[Natural language region descriptions]
....................
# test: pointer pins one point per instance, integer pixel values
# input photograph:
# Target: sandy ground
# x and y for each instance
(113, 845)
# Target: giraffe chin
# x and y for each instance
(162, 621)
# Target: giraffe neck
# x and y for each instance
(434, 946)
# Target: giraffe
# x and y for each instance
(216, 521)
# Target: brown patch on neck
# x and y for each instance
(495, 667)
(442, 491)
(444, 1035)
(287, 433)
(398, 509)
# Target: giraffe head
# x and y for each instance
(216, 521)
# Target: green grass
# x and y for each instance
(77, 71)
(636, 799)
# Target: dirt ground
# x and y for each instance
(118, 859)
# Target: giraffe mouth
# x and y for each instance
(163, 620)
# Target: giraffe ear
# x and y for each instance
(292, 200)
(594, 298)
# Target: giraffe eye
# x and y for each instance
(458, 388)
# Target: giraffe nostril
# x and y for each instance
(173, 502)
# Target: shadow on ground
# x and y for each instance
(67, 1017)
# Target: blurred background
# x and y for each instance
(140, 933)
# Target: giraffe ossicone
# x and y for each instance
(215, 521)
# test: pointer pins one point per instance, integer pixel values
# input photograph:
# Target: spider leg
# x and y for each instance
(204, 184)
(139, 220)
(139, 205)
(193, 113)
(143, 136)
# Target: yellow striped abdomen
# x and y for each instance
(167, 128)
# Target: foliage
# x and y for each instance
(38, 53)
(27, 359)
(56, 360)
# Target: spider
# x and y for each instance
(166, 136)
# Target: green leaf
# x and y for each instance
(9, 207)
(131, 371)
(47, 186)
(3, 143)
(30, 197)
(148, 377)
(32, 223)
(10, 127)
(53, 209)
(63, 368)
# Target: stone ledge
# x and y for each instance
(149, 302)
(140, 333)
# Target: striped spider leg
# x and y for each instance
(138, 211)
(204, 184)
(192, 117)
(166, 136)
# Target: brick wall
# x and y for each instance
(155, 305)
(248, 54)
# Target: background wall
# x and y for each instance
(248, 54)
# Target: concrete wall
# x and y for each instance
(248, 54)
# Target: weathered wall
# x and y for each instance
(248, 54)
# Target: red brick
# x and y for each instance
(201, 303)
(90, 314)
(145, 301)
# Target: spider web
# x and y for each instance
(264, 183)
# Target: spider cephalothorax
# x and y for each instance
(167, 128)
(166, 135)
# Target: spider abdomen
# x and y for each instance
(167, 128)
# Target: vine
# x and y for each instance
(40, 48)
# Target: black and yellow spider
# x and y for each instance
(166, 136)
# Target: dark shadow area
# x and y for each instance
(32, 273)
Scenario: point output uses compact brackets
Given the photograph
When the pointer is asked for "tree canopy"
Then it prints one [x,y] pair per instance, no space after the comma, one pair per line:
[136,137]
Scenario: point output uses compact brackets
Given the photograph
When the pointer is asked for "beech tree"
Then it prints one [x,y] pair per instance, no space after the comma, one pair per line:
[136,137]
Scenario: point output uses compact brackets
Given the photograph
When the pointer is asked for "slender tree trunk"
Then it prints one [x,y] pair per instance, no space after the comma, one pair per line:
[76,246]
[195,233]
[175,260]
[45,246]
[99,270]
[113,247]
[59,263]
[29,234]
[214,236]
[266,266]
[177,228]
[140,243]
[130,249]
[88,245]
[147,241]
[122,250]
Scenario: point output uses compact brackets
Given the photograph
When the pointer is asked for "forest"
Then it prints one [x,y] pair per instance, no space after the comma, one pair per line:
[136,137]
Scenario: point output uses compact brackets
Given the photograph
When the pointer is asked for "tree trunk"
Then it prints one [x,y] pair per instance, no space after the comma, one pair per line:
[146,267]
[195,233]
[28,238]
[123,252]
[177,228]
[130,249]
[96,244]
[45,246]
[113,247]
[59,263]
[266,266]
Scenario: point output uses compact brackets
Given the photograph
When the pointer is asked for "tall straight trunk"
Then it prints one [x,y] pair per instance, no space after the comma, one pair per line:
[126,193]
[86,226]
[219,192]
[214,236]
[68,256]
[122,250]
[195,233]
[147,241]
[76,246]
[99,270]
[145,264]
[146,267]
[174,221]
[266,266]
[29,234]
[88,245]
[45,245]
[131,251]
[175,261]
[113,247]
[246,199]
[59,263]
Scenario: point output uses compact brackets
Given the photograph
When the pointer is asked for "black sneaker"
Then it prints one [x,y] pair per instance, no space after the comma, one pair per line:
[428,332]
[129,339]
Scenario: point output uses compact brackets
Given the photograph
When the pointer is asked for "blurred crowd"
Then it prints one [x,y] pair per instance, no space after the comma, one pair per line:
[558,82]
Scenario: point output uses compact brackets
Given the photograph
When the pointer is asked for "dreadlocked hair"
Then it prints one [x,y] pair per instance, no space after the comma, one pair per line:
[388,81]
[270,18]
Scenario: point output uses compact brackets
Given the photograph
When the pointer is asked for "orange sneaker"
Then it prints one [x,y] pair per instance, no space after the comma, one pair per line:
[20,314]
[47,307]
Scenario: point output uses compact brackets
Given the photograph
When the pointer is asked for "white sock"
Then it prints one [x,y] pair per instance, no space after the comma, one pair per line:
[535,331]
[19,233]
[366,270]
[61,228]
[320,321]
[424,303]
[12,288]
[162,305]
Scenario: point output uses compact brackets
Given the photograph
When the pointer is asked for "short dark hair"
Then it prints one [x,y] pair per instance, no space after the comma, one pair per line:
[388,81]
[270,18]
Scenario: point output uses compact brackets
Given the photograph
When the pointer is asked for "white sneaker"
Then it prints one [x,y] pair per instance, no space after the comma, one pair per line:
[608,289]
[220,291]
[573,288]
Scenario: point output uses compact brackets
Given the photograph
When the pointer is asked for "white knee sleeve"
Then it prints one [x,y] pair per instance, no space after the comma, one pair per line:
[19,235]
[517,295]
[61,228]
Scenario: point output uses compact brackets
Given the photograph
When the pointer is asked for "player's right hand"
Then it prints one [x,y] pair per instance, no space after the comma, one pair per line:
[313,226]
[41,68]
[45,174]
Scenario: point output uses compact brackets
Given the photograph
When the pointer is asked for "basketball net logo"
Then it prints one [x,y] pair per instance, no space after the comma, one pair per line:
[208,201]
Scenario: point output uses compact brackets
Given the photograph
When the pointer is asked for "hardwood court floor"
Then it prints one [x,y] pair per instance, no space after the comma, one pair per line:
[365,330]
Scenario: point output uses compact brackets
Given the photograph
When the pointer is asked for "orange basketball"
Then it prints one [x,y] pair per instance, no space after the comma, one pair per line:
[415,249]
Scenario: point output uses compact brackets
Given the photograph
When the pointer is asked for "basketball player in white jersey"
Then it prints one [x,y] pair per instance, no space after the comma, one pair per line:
....................
- _Assigned task_
Whenever a line in the data holds "wall", copy that line.

- _Problem solution_
# Target: brick wall
# Target: background wall
# Target: concrete wall
# Target: weathered wall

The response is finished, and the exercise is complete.